--- BEGIN EXCERPTED DATA ---

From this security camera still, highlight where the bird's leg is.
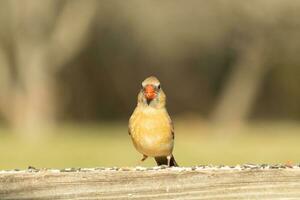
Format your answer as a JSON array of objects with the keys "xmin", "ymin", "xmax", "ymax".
[
  {"xmin": 167, "ymin": 155, "xmax": 172, "ymax": 167},
  {"xmin": 139, "ymin": 155, "xmax": 148, "ymax": 165},
  {"xmin": 141, "ymin": 155, "xmax": 148, "ymax": 162}
]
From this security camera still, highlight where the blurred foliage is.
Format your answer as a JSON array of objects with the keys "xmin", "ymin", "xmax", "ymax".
[{"xmin": 0, "ymin": 0, "xmax": 300, "ymax": 125}]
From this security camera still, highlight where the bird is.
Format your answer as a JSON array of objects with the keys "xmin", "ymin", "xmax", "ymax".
[{"xmin": 128, "ymin": 76, "xmax": 178, "ymax": 167}]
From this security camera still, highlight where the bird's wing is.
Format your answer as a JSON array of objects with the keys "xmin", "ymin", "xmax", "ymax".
[{"xmin": 169, "ymin": 117, "xmax": 175, "ymax": 139}]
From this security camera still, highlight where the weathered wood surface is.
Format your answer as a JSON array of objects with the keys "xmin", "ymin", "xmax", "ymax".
[{"xmin": 0, "ymin": 165, "xmax": 300, "ymax": 200}]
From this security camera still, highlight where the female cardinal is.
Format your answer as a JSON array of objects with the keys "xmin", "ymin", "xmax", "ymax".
[{"xmin": 128, "ymin": 76, "xmax": 178, "ymax": 166}]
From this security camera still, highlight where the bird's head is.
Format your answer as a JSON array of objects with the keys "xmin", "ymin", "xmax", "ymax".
[{"xmin": 139, "ymin": 76, "xmax": 166, "ymax": 107}]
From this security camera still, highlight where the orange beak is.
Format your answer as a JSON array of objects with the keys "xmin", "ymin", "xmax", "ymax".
[{"xmin": 144, "ymin": 85, "xmax": 156, "ymax": 100}]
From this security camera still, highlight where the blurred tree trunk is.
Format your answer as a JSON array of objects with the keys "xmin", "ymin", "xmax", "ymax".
[
  {"xmin": 0, "ymin": 0, "xmax": 97, "ymax": 137},
  {"xmin": 212, "ymin": 36, "xmax": 267, "ymax": 124}
]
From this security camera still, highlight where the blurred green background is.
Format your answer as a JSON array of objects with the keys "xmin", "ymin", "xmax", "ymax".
[{"xmin": 0, "ymin": 0, "xmax": 300, "ymax": 169}]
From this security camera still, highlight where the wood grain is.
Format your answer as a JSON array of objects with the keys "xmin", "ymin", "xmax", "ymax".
[{"xmin": 0, "ymin": 167, "xmax": 300, "ymax": 200}]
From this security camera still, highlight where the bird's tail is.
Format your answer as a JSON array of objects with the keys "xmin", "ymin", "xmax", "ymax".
[{"xmin": 155, "ymin": 155, "xmax": 178, "ymax": 167}]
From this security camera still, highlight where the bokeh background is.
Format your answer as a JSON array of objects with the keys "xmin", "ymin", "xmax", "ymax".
[{"xmin": 0, "ymin": 0, "xmax": 300, "ymax": 169}]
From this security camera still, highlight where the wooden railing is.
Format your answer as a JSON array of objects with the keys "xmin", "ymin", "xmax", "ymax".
[{"xmin": 0, "ymin": 165, "xmax": 300, "ymax": 200}]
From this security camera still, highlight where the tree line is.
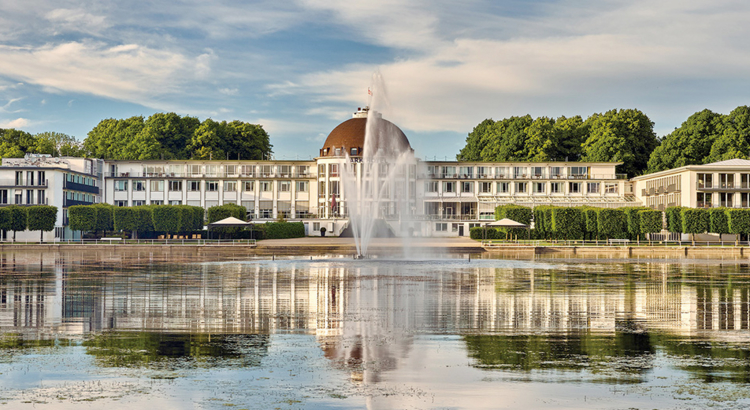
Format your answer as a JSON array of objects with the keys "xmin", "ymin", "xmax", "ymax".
[
  {"xmin": 0, "ymin": 113, "xmax": 273, "ymax": 160},
  {"xmin": 456, "ymin": 106, "xmax": 750, "ymax": 177}
]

--- END EXCERPTED DATA ---

## WHAT TO DO
Copy all of the items above word for word, leaving out the pictures.

## RESULT
From this security camera still, highlight where the bird's leg is.
Format your answer as a JSON array of objects with the keys "xmin", "ymin", "xmax", "ymax".
[
  {"xmin": 167, "ymin": 155, "xmax": 172, "ymax": 167},
  {"xmin": 139, "ymin": 155, "xmax": 148, "ymax": 165},
  {"xmin": 141, "ymin": 155, "xmax": 148, "ymax": 162}
]
From this security camera still, highlight where the blurred foliage is.
Format your answer as a JSON array of objects with the keys "xmin", "ymin", "xmax", "ymax".
[{"xmin": 0, "ymin": 0, "xmax": 300, "ymax": 125}]
From this security camera still, highlight where the bird is.
Format your answer as a JSON array of objects with the keys "xmin", "ymin", "xmax", "ymax".
[{"xmin": 128, "ymin": 76, "xmax": 178, "ymax": 167}]
From this security camera still, highlight where the bird's wing is.
Format your answer as a JSON array of objects with the keys "xmin", "ymin", "xmax", "ymax".
[{"xmin": 169, "ymin": 117, "xmax": 175, "ymax": 139}]
From this security camera still, highlight where the weathered wood surface is.
Format your answer as a JSON array of objects with the keys "xmin", "ymin", "xmax", "ymax".
[{"xmin": 0, "ymin": 165, "xmax": 300, "ymax": 200}]
From this security camera still, highlight where the female cardinal is.
Format your answer as a JSON array of objects with the keys "xmin", "ymin", "xmax", "ymax".
[{"xmin": 128, "ymin": 76, "xmax": 178, "ymax": 166}]
From this security camera still, highlight where the bird's head is.
Format your answer as a JSON array of objects with the keys "xmin", "ymin", "xmax", "ymax".
[{"xmin": 139, "ymin": 76, "xmax": 166, "ymax": 107}]
From this security camera still, highlight where the orange beak is.
Format your answer as a JSON array of objects with the keys "xmin", "ymin", "xmax", "ymax".
[{"xmin": 144, "ymin": 85, "xmax": 156, "ymax": 100}]
From this security camera still, highlight where the blurred tree trunk is.
Format your answer as a JSON array of objects with the keys "xmin", "ymin", "xmax", "ymax".
[
  {"xmin": 0, "ymin": 0, "xmax": 97, "ymax": 137},
  {"xmin": 212, "ymin": 36, "xmax": 267, "ymax": 124}
]
From this security camera still, highlight where the blurred green background is.
Format your answer as a JSON array of objects with the keys "xmin", "ymin", "xmax", "ymax".
[{"xmin": 0, "ymin": 0, "xmax": 300, "ymax": 169}]
From this security camera still, highlight where the wood grain is.
Format your answer as a JSON array of objects with the keys "xmin", "ymin", "xmax", "ymax".
[{"xmin": 0, "ymin": 167, "xmax": 300, "ymax": 200}]
From this security camera still, highlight where the bird's tail is.
Format your answer as a JSON array of objects with the keys "xmin", "ymin", "xmax", "ymax".
[{"xmin": 155, "ymin": 155, "xmax": 178, "ymax": 167}]
From this security camera still, highlight where the bokeh background is.
Format your answer as a JSON array of objects with the keys "xmin", "ymin", "xmax", "ymax".
[{"xmin": 0, "ymin": 0, "xmax": 300, "ymax": 169}]
From this security camera still, highlight where the wooden railing is.
Format your answer as a JSON array of objects with the keys "xmin", "ymin", "xmax", "ymax".
[{"xmin": 0, "ymin": 165, "xmax": 300, "ymax": 200}]
From this security camera still, highlight where the tree line is.
Format your answer as a JSON array of objects with the keys "xmin", "ymin", "xmax", "ymax".
[
  {"xmin": 0, "ymin": 113, "xmax": 273, "ymax": 160},
  {"xmin": 456, "ymin": 106, "xmax": 750, "ymax": 177}
]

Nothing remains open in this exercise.